Reproduce the material from the line with "-- select a point on the bunny" to the line with "[(47, 1168)]", renaming "beige carpet" to "tan carpet" and changing nothing else. Give only those lines.

+++ RAW DATA +++

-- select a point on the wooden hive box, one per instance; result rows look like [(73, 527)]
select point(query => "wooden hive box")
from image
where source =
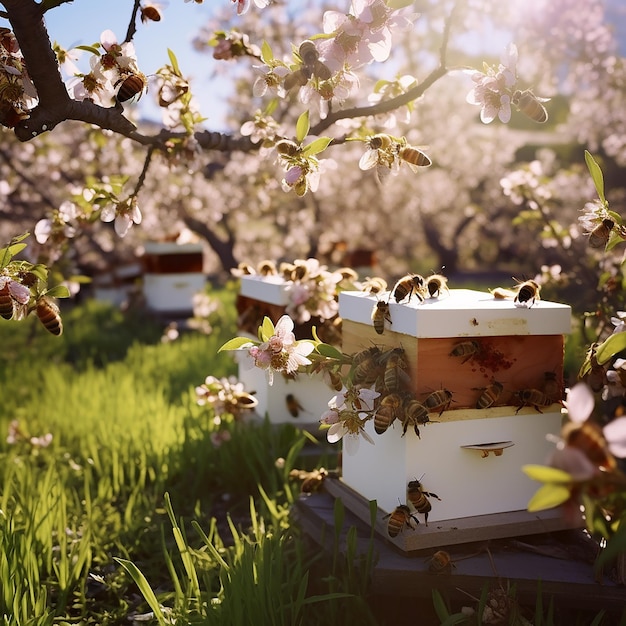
[(172, 276), (261, 296), (471, 458)]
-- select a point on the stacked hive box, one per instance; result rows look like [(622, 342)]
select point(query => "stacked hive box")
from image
[(172, 276), (471, 458)]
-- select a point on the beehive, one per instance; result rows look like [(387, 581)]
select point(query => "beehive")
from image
[(172, 276), (471, 458)]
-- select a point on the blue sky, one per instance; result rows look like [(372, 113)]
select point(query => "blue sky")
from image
[(80, 23)]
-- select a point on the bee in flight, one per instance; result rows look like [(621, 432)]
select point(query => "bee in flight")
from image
[(310, 66), (380, 315), (435, 284), (407, 286), (49, 316), (398, 519), (530, 104), (418, 497)]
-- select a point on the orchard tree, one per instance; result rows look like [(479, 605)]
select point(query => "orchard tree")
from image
[(332, 108)]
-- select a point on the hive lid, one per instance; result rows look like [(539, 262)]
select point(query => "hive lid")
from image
[(461, 313)]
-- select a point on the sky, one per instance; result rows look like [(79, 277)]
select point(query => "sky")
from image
[(80, 23)]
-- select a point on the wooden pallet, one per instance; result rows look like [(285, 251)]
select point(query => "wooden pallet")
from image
[(557, 563), (451, 532)]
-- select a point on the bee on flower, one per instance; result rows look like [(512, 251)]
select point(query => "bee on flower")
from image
[(277, 352), (347, 414)]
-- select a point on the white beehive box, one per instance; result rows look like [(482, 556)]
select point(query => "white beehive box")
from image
[(172, 276), (471, 458), (261, 296)]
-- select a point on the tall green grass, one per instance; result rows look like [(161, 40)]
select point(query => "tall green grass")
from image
[(132, 509)]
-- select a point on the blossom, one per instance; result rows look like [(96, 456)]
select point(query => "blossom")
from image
[(281, 352)]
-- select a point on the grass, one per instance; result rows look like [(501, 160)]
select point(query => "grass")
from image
[(146, 507), (132, 511)]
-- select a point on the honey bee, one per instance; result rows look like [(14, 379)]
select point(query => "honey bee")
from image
[(398, 519), (150, 13), (311, 66), (414, 158), (49, 316), (293, 406), (490, 395), (418, 497), (440, 563), (387, 412), (415, 413), (287, 148), (439, 400), (311, 481), (395, 371), (130, 85), (599, 236), (530, 104), (6, 302), (435, 284), (527, 293), (465, 349), (533, 397), (380, 315), (407, 286), (588, 437), (374, 285), (267, 267)]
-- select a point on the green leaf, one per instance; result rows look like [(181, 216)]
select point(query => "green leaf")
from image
[(610, 347), (266, 53), (60, 291), (316, 146), (236, 344), (596, 175), (144, 587), (549, 496), (267, 329), (302, 126), (545, 474)]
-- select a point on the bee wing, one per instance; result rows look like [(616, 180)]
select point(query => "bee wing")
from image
[(369, 159)]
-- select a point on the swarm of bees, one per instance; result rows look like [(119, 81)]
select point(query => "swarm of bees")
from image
[(386, 154), (405, 288), (531, 105), (525, 294)]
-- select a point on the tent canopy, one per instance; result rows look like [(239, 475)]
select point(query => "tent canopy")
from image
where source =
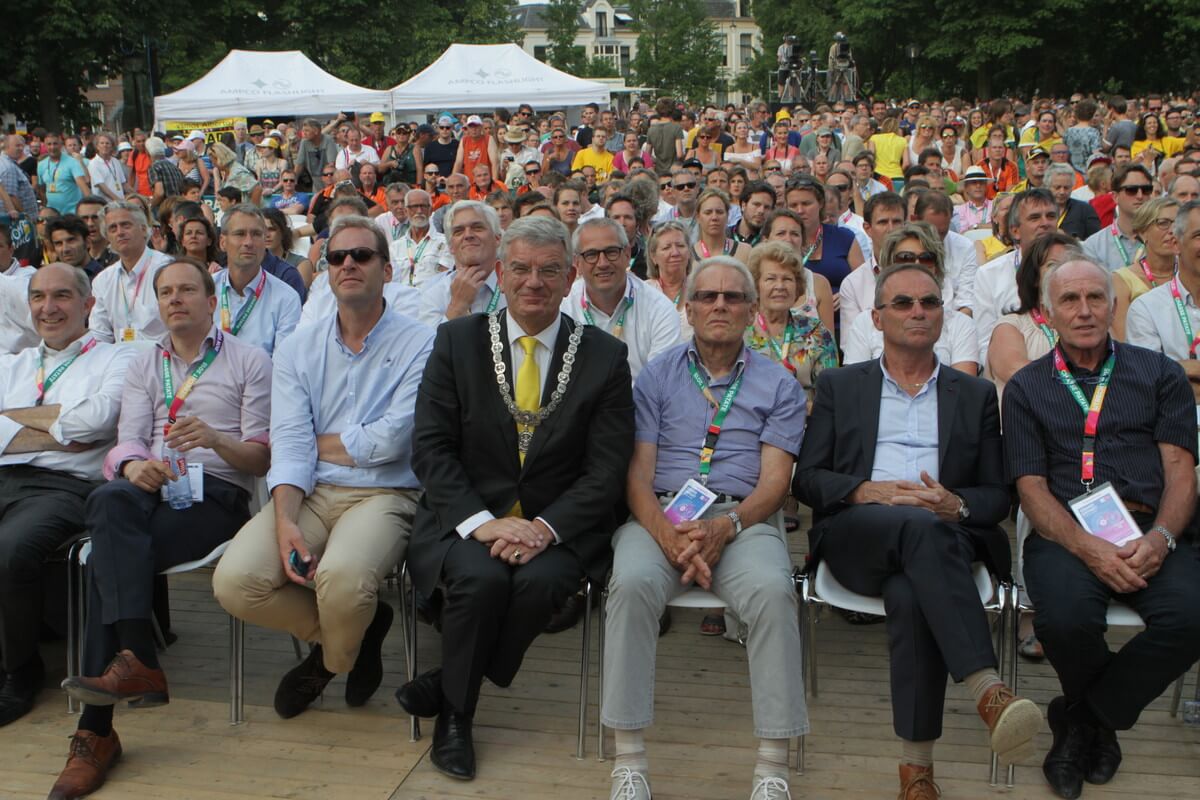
[(469, 77), (251, 83)]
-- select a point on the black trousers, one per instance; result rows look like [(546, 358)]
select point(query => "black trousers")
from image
[(40, 510), (1069, 611), (493, 612), (135, 536), (935, 621)]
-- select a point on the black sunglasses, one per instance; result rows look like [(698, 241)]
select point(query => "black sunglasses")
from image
[(360, 256)]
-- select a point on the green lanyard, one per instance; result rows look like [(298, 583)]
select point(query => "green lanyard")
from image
[(714, 428)]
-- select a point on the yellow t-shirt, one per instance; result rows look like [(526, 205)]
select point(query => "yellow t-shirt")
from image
[(601, 162)]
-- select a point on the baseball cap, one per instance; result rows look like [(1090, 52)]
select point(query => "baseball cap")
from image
[(973, 174)]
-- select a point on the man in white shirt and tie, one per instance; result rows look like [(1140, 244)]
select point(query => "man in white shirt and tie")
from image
[(252, 304), (126, 308), (615, 300), (342, 488), (59, 403)]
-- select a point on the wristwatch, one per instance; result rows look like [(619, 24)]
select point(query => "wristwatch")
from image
[(1168, 535)]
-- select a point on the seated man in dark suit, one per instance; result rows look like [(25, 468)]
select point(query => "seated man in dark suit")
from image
[(522, 480), (1144, 443), (903, 467)]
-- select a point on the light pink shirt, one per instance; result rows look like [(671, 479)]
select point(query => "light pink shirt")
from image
[(233, 396)]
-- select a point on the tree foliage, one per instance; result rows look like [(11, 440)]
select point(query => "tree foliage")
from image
[(677, 49)]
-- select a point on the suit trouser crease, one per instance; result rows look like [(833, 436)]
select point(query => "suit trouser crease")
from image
[(936, 624), (40, 510), (135, 536), (357, 535), (753, 578), (1071, 606)]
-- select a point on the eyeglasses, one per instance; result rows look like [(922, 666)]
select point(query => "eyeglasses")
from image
[(904, 302), (610, 254), (360, 256), (925, 258), (708, 296)]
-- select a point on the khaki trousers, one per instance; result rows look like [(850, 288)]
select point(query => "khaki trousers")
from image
[(357, 535)]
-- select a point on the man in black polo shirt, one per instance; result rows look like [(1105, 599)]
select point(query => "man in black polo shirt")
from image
[(1144, 444)]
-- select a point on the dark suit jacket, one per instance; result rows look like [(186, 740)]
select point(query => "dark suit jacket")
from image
[(465, 445), (839, 450)]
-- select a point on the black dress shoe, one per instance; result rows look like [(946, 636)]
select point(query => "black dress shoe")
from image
[(18, 691), (1104, 759), (1067, 761), (454, 752), (367, 672), (421, 697), (303, 685)]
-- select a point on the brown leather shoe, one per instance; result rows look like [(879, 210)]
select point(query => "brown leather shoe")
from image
[(1013, 721), (88, 764), (917, 783), (126, 679)]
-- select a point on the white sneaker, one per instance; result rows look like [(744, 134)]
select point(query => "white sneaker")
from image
[(771, 788), (629, 785)]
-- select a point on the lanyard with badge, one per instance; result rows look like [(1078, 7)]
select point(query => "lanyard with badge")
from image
[(1181, 310), (618, 330), (45, 382), (244, 314)]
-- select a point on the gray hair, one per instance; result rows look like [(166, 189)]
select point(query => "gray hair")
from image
[(537, 232), (1080, 258), (1181, 220), (133, 209), (359, 222), (723, 260), (82, 282), (1056, 169), (897, 269), (487, 212), (600, 222)]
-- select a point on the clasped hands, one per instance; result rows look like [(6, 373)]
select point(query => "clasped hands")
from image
[(514, 540), (928, 494)]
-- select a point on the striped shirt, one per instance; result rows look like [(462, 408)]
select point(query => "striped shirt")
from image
[(1149, 402)]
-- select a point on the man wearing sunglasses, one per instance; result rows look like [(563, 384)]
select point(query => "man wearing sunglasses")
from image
[(1116, 245), (521, 477), (342, 487), (906, 493), (754, 413)]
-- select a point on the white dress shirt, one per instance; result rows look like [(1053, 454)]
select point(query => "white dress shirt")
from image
[(543, 354), (652, 323), (322, 304), (321, 386), (431, 256), (957, 343), (995, 295), (89, 396), (1155, 324), (126, 299), (17, 330), (274, 317), (436, 298)]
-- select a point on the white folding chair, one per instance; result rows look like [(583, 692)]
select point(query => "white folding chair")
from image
[(823, 589)]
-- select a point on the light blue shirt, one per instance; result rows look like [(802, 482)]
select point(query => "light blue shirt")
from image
[(322, 386), (436, 298), (906, 443), (274, 317)]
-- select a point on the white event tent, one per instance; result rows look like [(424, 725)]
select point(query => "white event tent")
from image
[(251, 83), (484, 77)]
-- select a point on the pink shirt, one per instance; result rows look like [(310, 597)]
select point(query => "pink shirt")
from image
[(233, 396)]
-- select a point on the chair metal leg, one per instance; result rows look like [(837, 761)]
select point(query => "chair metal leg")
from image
[(604, 612), (585, 667), (237, 671)]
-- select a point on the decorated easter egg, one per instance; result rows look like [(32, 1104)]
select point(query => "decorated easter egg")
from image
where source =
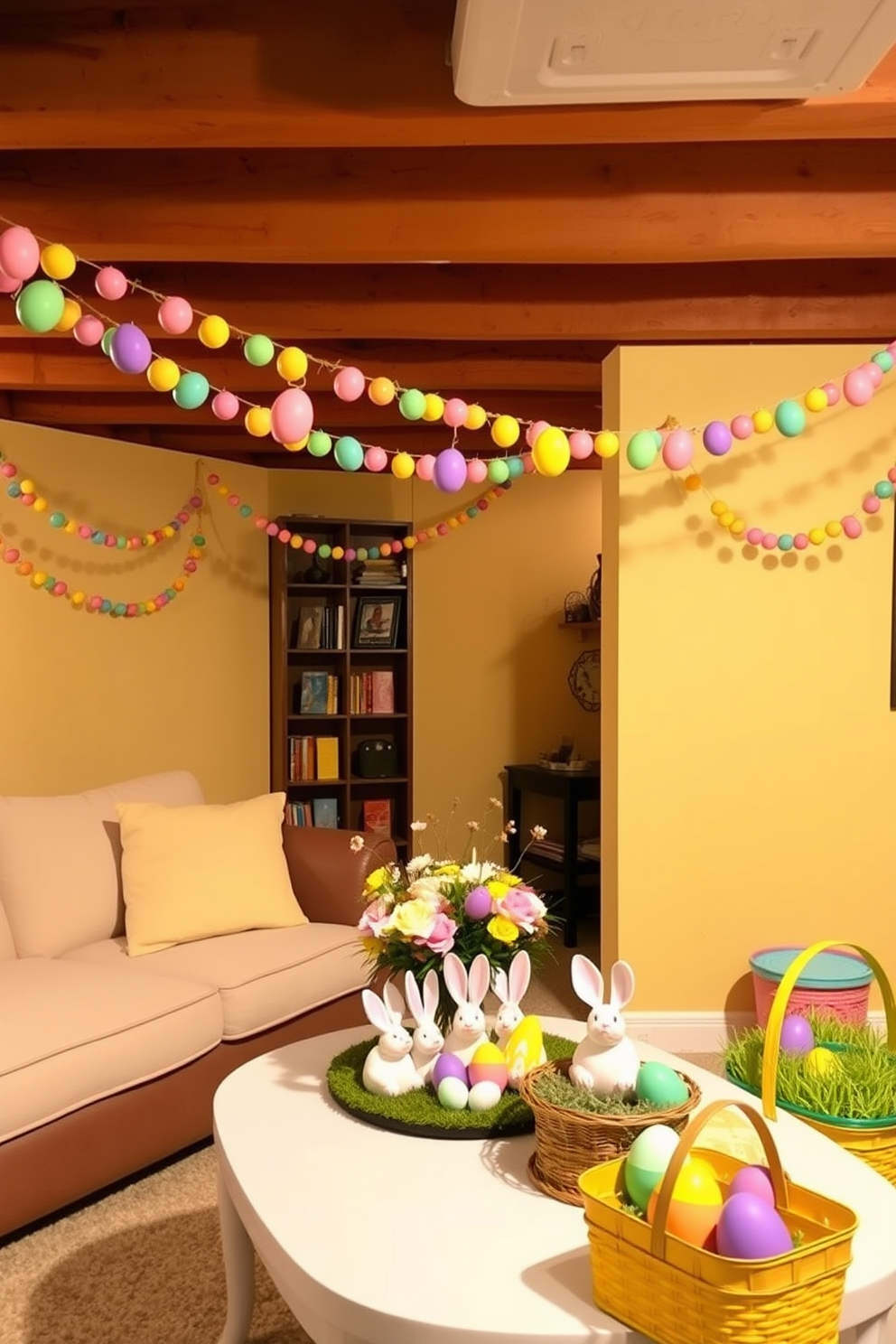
[(523, 1050), (797, 1036), (750, 1228), (752, 1181), (647, 1162), (449, 1066), (484, 1096), (488, 1065), (695, 1206), (659, 1085), (819, 1062), (453, 1093)]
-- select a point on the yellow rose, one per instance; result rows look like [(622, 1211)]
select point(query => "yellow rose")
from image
[(413, 919), (375, 879), (502, 929)]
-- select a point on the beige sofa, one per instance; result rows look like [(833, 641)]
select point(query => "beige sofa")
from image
[(109, 1062)]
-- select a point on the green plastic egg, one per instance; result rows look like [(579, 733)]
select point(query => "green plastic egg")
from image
[(659, 1085)]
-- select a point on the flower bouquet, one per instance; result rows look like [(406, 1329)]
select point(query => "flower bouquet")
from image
[(419, 910)]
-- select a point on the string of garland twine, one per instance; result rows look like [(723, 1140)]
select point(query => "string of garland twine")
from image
[(642, 448)]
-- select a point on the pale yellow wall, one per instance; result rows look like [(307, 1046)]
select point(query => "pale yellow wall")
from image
[(750, 779), (88, 699), (490, 661)]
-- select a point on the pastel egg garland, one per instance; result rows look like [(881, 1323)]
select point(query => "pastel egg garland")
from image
[(26, 492), (848, 526), (553, 446), (79, 601)]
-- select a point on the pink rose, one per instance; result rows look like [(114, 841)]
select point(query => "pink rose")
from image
[(441, 936), (521, 908), (374, 919)]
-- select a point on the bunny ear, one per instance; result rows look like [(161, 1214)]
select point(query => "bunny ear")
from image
[(430, 994), (520, 976), (454, 974), (394, 1002), (375, 1010), (413, 994), (480, 979), (621, 984), (587, 980)]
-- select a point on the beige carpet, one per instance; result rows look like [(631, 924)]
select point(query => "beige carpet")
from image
[(143, 1265)]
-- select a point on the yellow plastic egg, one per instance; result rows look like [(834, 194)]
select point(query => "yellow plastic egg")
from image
[(524, 1047), (488, 1065), (821, 1062)]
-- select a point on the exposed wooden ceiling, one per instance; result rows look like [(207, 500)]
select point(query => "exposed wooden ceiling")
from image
[(305, 171)]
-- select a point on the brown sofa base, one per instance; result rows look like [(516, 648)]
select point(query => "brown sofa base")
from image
[(47, 1168)]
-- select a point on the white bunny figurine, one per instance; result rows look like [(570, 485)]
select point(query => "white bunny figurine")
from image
[(468, 1026), (606, 1060), (509, 989), (388, 1069), (427, 1039)]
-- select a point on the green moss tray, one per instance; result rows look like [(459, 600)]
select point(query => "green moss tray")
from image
[(418, 1113)]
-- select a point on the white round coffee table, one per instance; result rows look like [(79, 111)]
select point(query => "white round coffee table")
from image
[(379, 1238)]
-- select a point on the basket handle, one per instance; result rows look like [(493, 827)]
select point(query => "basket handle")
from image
[(686, 1144), (771, 1051)]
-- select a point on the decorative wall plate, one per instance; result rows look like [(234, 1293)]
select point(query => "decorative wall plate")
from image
[(584, 680)]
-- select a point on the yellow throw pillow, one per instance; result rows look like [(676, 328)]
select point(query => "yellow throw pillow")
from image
[(201, 871)]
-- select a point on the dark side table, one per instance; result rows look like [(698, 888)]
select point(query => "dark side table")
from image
[(573, 787)]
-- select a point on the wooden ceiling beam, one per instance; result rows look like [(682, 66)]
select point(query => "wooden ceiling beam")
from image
[(535, 206), (571, 409), (62, 366), (157, 76), (317, 307)]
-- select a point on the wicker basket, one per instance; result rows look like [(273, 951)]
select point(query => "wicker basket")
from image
[(873, 1142), (570, 1142), (676, 1293)]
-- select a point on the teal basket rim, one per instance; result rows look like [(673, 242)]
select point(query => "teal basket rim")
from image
[(856, 977), (835, 1121)]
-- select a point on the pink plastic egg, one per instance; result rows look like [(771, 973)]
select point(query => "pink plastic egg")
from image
[(752, 1181), (750, 1228), (449, 1066)]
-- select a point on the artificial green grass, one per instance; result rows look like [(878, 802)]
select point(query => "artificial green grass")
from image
[(422, 1107), (862, 1089), (557, 1090)]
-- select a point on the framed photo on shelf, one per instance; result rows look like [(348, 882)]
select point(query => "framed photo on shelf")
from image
[(377, 622)]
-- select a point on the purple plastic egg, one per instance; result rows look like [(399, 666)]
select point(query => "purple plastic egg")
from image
[(449, 1066), (797, 1036), (754, 1181), (479, 903), (750, 1228)]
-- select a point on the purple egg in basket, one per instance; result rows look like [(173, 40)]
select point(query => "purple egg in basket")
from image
[(449, 1066), (797, 1036)]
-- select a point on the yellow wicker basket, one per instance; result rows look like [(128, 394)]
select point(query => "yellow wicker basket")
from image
[(676, 1293), (874, 1144)]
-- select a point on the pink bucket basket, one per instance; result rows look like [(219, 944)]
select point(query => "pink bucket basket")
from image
[(835, 983)]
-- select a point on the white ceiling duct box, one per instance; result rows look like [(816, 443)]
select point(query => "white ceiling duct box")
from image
[(508, 52)]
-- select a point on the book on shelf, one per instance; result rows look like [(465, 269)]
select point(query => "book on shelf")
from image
[(319, 693), (378, 815), (311, 620), (327, 758), (325, 812), (372, 693)]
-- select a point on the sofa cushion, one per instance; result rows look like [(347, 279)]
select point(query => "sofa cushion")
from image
[(201, 873), (85, 1031), (60, 876), (265, 976)]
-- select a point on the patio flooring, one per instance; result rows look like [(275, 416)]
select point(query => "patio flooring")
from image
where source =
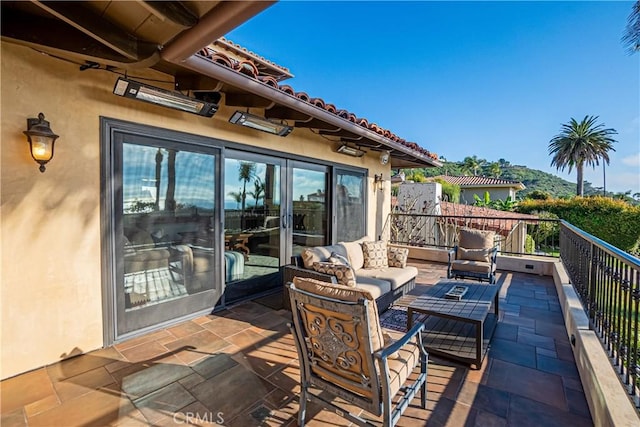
[(239, 367)]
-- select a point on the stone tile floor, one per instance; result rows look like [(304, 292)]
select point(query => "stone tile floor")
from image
[(238, 367)]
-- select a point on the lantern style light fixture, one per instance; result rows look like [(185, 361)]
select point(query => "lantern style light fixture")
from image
[(41, 140)]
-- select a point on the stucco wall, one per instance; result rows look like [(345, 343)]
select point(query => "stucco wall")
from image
[(50, 223), (496, 193)]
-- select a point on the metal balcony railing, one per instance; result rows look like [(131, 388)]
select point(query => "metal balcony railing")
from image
[(608, 282)]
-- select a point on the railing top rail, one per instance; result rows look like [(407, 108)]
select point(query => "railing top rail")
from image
[(626, 257), (496, 218)]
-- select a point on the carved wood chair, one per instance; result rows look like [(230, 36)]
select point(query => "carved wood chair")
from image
[(343, 353)]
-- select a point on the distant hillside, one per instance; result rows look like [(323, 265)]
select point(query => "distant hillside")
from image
[(533, 179)]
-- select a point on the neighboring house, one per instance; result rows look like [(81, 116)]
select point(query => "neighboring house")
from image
[(148, 214), (470, 186)]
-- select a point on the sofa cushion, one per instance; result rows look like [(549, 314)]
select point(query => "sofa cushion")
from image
[(397, 257), (396, 277), (343, 273), (474, 254), (476, 239), (320, 254), (375, 254), (376, 287), (344, 293)]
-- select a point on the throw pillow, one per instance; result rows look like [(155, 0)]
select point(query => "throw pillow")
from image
[(397, 257), (344, 273), (476, 239), (336, 258), (375, 254), (474, 254)]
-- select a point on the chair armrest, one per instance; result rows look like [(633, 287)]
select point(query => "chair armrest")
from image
[(452, 253), (397, 345), (291, 271)]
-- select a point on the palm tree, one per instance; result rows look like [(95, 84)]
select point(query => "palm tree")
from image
[(631, 37), (580, 143), (246, 171)]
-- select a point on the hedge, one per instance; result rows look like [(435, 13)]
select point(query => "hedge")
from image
[(614, 221)]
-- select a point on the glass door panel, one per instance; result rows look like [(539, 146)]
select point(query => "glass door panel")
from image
[(252, 212), (168, 235), (350, 211), (309, 206)]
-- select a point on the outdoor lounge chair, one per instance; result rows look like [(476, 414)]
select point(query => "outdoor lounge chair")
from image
[(343, 353), (474, 256)]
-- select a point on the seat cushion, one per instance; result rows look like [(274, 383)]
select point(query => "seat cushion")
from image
[(473, 266), (344, 273), (474, 254), (396, 277), (320, 254), (476, 239), (375, 254)]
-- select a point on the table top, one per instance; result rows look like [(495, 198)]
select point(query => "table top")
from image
[(474, 305)]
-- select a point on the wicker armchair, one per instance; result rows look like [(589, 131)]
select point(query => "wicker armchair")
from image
[(474, 256), (342, 352)]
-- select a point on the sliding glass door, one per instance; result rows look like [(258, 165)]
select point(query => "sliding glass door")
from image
[(167, 235)]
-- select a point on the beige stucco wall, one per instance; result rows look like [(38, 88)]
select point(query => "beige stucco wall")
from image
[(50, 265), (496, 193)]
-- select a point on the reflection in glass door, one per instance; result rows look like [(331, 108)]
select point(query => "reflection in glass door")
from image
[(252, 213), (166, 232), (309, 206)]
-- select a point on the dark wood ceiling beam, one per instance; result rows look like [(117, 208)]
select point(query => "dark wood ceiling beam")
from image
[(61, 39), (174, 11), (93, 25), (247, 100), (284, 113), (197, 82), (318, 124)]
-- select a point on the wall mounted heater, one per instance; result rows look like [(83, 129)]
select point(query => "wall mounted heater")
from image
[(154, 95)]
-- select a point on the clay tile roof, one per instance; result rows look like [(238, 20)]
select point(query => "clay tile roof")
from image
[(473, 181), (252, 70), (502, 222)]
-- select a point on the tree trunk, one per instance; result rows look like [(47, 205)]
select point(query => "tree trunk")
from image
[(580, 183)]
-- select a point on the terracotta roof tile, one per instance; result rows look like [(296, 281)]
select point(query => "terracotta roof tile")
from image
[(478, 180), (251, 70)]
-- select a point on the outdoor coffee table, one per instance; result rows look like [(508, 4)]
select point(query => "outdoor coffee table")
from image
[(458, 329)]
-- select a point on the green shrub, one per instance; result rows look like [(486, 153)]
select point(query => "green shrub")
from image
[(450, 192), (613, 221)]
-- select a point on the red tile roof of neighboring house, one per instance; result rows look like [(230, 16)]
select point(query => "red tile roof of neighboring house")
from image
[(249, 69), (502, 222), (480, 181)]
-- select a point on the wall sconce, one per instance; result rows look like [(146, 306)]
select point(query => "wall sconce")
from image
[(41, 140), (260, 123), (384, 157), (378, 182)]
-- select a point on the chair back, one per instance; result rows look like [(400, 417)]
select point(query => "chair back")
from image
[(337, 331)]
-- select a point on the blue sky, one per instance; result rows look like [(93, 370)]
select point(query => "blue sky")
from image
[(492, 79)]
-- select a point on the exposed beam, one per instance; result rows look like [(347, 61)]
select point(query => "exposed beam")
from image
[(247, 100), (216, 23), (283, 113), (318, 124), (81, 18), (197, 82), (174, 11), (62, 40)]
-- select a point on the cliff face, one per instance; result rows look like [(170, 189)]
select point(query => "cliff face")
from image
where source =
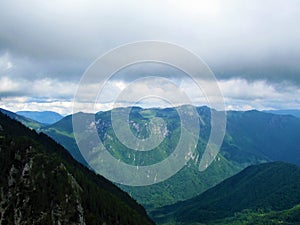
[(40, 183), (38, 190)]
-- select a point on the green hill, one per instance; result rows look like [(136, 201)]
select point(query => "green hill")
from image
[(40, 183), (251, 137), (265, 187)]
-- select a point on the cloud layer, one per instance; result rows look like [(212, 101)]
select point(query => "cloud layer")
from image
[(251, 46)]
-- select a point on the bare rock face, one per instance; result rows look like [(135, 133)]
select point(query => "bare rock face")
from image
[(41, 184), (28, 191)]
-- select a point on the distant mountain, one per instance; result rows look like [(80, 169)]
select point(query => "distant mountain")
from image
[(44, 117), (24, 120), (260, 188), (252, 137), (40, 183), (293, 112)]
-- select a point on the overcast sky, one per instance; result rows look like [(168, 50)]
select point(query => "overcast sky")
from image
[(251, 46)]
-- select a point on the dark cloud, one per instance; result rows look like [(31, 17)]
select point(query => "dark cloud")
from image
[(58, 40)]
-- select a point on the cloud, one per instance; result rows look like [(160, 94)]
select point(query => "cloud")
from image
[(251, 46)]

+++

# FINAL ANSWER:
-- select a point on the bunny ear, one per instance; result rows look like [(161, 1214)]
select point(query => "bunny ear")
from image
[(430, 994), (520, 976), (454, 974), (394, 1002), (375, 1010), (413, 994), (480, 979), (621, 984), (587, 980)]
-- select a point on the tan carpet, one per instance; result rows look like [(631, 924)]
select point(query => "tan carpet")
from image
[(143, 1265)]
-- select a point on the yellow plastic egg, one per instance; result rows look like [(834, 194)]
select point(query => "yellow plastic egg")
from image
[(524, 1047), (488, 1065), (821, 1062)]
-- select a point on the exposed wooden ceiling, one per instance; result rows look like [(207, 500)]
select point(query => "exposed wooden ceiling")
from image
[(305, 171)]
-- select a point on the brown sofa base, one per instance; result rows look like [(516, 648)]
select point(query => "brown sofa base")
from image
[(47, 1168)]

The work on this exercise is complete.